Provided data:
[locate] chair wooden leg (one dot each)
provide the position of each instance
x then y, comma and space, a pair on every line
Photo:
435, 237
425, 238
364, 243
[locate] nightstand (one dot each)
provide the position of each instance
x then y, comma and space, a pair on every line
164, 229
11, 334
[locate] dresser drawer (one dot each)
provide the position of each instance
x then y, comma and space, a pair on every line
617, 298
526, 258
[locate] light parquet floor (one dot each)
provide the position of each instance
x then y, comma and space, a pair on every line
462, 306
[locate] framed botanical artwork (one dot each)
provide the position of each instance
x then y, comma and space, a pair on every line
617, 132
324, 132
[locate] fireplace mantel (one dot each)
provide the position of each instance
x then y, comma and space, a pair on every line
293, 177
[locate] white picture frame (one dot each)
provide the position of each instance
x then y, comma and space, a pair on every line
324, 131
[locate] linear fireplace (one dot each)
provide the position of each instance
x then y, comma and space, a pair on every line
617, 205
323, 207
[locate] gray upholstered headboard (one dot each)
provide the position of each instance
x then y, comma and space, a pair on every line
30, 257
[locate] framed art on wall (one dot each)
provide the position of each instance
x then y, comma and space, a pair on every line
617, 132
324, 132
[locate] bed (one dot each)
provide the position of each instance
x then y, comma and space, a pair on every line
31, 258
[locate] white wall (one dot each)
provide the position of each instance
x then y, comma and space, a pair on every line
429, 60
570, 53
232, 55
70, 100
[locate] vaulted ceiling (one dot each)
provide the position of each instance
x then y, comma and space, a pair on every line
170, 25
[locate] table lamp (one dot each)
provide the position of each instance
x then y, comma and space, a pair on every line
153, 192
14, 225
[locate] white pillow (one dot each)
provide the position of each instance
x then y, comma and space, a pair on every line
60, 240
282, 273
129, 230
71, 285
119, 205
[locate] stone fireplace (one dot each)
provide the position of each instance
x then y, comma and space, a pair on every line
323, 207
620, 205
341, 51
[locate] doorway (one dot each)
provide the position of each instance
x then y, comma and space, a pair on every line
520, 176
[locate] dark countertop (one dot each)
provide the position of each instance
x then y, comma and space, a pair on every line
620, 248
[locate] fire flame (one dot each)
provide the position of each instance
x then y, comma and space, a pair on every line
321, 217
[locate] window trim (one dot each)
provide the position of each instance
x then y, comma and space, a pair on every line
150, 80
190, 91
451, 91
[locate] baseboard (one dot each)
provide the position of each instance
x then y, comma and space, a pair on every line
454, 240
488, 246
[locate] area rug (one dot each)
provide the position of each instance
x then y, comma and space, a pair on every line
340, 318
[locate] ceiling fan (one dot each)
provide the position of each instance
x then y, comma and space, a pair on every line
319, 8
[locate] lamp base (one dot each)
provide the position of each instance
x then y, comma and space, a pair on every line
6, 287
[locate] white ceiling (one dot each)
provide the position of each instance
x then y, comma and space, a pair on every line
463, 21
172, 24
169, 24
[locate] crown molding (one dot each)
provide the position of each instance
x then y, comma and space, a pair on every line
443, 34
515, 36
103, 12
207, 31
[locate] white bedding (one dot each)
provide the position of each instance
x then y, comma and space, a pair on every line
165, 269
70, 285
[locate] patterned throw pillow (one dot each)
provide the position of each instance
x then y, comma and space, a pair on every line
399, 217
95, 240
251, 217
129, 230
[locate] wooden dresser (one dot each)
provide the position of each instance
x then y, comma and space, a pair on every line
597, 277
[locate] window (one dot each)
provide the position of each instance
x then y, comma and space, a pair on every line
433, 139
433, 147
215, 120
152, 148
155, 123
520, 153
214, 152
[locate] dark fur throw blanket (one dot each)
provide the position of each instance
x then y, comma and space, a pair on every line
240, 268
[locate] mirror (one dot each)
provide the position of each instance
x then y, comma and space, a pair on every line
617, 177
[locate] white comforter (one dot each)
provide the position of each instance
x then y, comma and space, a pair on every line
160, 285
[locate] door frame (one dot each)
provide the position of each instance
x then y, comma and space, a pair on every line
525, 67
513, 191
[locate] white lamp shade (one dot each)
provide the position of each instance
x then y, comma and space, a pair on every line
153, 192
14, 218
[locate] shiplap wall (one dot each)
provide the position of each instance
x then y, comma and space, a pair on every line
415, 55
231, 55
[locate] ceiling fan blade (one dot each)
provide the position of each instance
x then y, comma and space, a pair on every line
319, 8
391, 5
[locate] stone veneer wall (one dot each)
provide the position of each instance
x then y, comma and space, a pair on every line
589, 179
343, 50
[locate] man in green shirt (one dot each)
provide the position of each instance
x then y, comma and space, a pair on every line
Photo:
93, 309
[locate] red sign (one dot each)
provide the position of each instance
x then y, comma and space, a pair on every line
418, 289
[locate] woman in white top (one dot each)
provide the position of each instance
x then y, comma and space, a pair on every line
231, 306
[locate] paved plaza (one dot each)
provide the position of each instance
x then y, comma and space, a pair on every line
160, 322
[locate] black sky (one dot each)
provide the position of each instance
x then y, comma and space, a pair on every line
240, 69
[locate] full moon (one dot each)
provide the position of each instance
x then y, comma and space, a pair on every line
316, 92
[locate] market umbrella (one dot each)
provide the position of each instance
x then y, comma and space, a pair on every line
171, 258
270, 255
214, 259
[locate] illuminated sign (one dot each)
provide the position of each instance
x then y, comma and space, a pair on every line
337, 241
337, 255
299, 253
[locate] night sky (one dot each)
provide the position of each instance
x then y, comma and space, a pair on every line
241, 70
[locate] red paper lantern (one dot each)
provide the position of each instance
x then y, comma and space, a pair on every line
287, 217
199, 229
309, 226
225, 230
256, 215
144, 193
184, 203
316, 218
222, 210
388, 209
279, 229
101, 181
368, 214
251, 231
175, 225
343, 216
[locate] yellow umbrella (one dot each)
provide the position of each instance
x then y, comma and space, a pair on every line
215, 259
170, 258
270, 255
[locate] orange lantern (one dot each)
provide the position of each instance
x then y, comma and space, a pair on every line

What is needed: Once you have read the records, write every one of them out again exactly.

Task output:
[locate] chair wooden leg (one dot each)
provide the position of each instance
x then y, comma and space, a pair on every line
Photo:
435, 237
425, 238
364, 243
[locate] nightstand (one dot each)
provide the position of each instance
x then y, comma and space, a pair on every line
164, 229
11, 334
[locate] dresser drawer (one dot each)
provide the position of each instance
x then y, comma and space, a pair on every line
617, 298
526, 258
[locate] light parquet floor (one dot each)
provide the position of each instance
x then y, comma and space, a pair on every line
462, 306
[locate] framed botanical artwork (one dot each)
provide the position of each instance
x then y, comma and space, a pair on every line
617, 132
324, 132
[locate] fireplace mantel (one dot each)
provide the position of each instance
x then y, comma and space, a pair on every line
293, 177
[locate] white picture frame (one dot each)
provide the position of each instance
x then y, comma and space, a pair on every line
324, 131
[locate] linear fireplace (one dot each)
provide the position of each instance
x then y, comma and space, a pair on every line
617, 205
323, 207
[locate] gray upholstered headboard (one dot each)
provide the position of each instance
x then y, comma and space, a pair on every line
30, 257
[locate] framed art on wall (one dot each)
provide the position of each instance
x then y, comma and space, a pair on every line
617, 132
324, 132
[locate] bed (one dot each)
provide the position of each instance
x then y, comma and space, a pair on every line
31, 258
[locate] white wall (one dot each)
provide the position of each instance
x then y, comma and space, a pair on every line
429, 60
570, 53
232, 55
70, 100
[locate] vaulted ceiling (one dot each)
provide the position of each instance
x then y, comma and space, a pair on every line
170, 25
[locate] table lamp (one dot each)
provide the position of each instance
x then y, comma and space, a pair on every line
153, 192
14, 225
[locate] white pillow (one dot each)
provide the position of each instance
x then y, comma and space, a pair on every line
60, 240
282, 273
129, 230
71, 285
119, 205
[locate] stone fireplace (one dot each)
provide the position of each instance
x then y, comma and space, a pair on every line
323, 207
620, 205
341, 51
[locate] doorway (one dot each)
provide the position of each instance
x then y, comma and space, a pair on every line
520, 176
[locate] dark countertop (one dot each)
provide the position of each instance
x then y, comma and space, a pair on every line
620, 248
[locate] fire flame (one dot each)
provide the position of each instance
x then y, comma and space, a pair on every line
321, 217
[locate] window trim (one dot each)
provide the position of each instance
x then y, comma and space, a pair on every line
150, 80
190, 91
451, 91
[locate] baseboard (one dot each)
provide the position of each instance
x then y, comma and space, a pair on every line
454, 240
488, 246
[locate] area rug (one dot each)
provide the position of each instance
x then y, comma and space, a pair on every line
340, 318
[locate] ceiling fan (one dot each)
provide the position of each instance
x then y, comma and space, a pair on every line
319, 8
[locate] lamp base (one dot each)
provide the position of each instance
x then y, comma and space, a pair on every line
6, 287
[locate] white ceiling (one dot each)
provide the position of each instance
x then y, comma and space, a pair on every line
463, 21
172, 24
169, 24
[locate] crown molding (one dot each)
provide the position of each instance
x then y, comma and space, a pair on every line
443, 34
515, 36
103, 12
207, 31
[locate] white bedding (one dot each)
provide the position of each instance
x then y, comma and space, a pair on every line
165, 269
70, 285
[locate] patterned throw pillow (one dot each)
provide the position of each instance
x then y, comma and space, a pair on every line
399, 217
95, 240
251, 217
129, 230
[locate] wooden dresser (one dot each)
provide the position of each instance
x then y, comma and space, a pair on every line
597, 277
[locate] window (one dot each)
provide the position of each instance
x then y, comma and space, a pair on every line
433, 139
433, 147
215, 120
152, 148
155, 123
520, 153
214, 152
[locate] dark fur throw blanket (one dot each)
provide the position of each instance
x then y, comma and space, a pair on every line
240, 268
[locate] mirror (one dot each)
provide the position of each instance
x then y, comma and space, a pair on every line
617, 177
[locate] white comforter (one dot each)
provide the position of each instance
x then y, comma and space, a pair on every line
160, 285
[locate] door frame (one dot each)
provide the position of each instance
x then y, comma and space, a pair on every line
525, 67
513, 191
[locate] white lamp shade (one dot each)
provide the position of each instance
x then y, comma and space, a pair on every line
153, 192
14, 218
[locate] shiplap wall (one dot each)
provide the position of each instance
x then y, comma and space, a pair on every line
415, 55
231, 55
[locate] ceiling fan blade (one dot each)
provide the position of each instance
x then y, comma and space, a pair on every line
319, 8
391, 5
[locate] stone veneer wall (one dot each)
provide the position of each instance
x then y, comma and space, a pair on every line
589, 179
343, 50
[locate] man in green shirt (one dot each)
provide the position of each instance
x then y, comma and space, a pair on every line
Photo:
93, 309
[locate] red sign (one dot each)
provide the position of each instance
x then y, comma and space, a pair on every line
418, 289
[locate] woman in white top (one dot each)
provide the position of each instance
x then y, comma and space, a pair on every line
231, 306
[locate] paved plaza (one dot each)
provide the position of each instance
x then y, comma and space, a pair on every line
160, 322
[locate] black sky (one dot each)
provide the position of each instance
x then y, comma and space, a pair on every line
240, 69
[locate] full moon (one dot each)
provide the position of each instance
x then y, comma and space, a pair on every line
316, 92
[locate] market umbrella (one dot each)
provide the position of each instance
x then y, comma and space, a pair on every line
171, 258
270, 255
214, 259
[locate] illuminated sign (one dot each)
provide the position of each instance
x then y, comma and space, a pair on every line
337, 241
337, 255
299, 253
[locate] night sky (one dot each)
provide the position of each instance
x then y, comma and space, a pair on every line
241, 70
[locate] red paper lantern (one dot each)
provide the position of each instance
x then y, comma and space, a pair on every line
287, 217
199, 229
309, 226
225, 230
256, 215
144, 193
184, 203
316, 218
222, 210
388, 209
279, 229
101, 181
368, 214
251, 231
175, 225
343, 216
[locate] yellow umbrella (one dot each)
provide the position of each instance
x then y, comma and space, a pair on every line
215, 259
170, 258
270, 255
[locate] orange lantern (one dot each)
provide the position of each instance
x then y, comma and space, a pair on every line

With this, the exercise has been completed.